> _Point placement records_
* Start *
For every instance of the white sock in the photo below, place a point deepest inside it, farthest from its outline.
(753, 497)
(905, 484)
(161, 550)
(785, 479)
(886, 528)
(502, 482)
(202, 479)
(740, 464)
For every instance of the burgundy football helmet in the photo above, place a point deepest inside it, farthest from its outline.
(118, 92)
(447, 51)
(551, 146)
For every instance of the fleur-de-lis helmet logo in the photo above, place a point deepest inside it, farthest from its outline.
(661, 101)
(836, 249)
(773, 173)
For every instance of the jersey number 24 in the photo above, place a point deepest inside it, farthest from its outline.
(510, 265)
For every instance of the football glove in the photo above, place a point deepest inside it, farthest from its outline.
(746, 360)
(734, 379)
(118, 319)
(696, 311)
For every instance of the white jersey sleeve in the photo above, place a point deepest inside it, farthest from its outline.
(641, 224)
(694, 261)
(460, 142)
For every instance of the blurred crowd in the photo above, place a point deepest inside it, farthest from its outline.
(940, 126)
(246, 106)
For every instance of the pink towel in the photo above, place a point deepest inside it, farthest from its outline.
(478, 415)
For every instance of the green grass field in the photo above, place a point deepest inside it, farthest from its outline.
* End *
> _Written instruction_
Could you render all of these records as a Markdown table with the columns Row and Line, numbering each line and leaving out blank ones?

> _Written solution_
| Row | Line |
|---|---|
| 1 | For every instance of the white sock in the photo below, place a point deepest inside it, farthest from its outline. |
| 2 | (753, 497) |
| 3 | (905, 484) |
| 4 | (161, 550) |
| 5 | (785, 479) |
| 6 | (886, 528) |
| 7 | (502, 482) |
| 8 | (202, 479) |
| 9 | (740, 464) |
| 10 | For every instance of the burgundy football helmet in the photo above, place a point deepest inside it, farthest from its outline. |
| 11 | (118, 92) |
| 12 | (447, 51) |
| 13 | (551, 146) |
| 14 | For every instance of the fleur-de-lis helmet logo in the photo above, place a point deepest inside it, farthest from its outline. |
| 15 | (661, 101) |
| 16 | (836, 249) |
| 17 | (773, 173) |
| 18 | For every instance of the jersey number 24 in the photo above, place a point deepest inside it, farthest from its outline. |
| 19 | (510, 265) |
| 20 | For every instance of the football glove in the photo above, place a point deepest inside it, farthest from its outline. |
| 21 | (746, 360) |
| 22 | (734, 379) |
| 23 | (118, 319) |
| 24 | (696, 311) |
| 25 | For every instance of the white jersey sleeve in the photo above, place a point deepest inside it, farthest from its outline. |
| 26 | (641, 224) |
| 27 | (694, 261) |
| 28 | (460, 142) |
| 29 | For every instance of the blurred crowd in the photo above, place a point deepest inside it, farthest from its outline. |
| 30 | (940, 126) |
| 31 | (246, 106) |
| 32 | For every instance of the pink towel in the photo above, place a point deepest inside it, farthest from its outline. |
| 33 | (478, 415) |
| 34 | For every instance of the green grass field in the photo above, place a point deepest inside it, farthest from its outline. |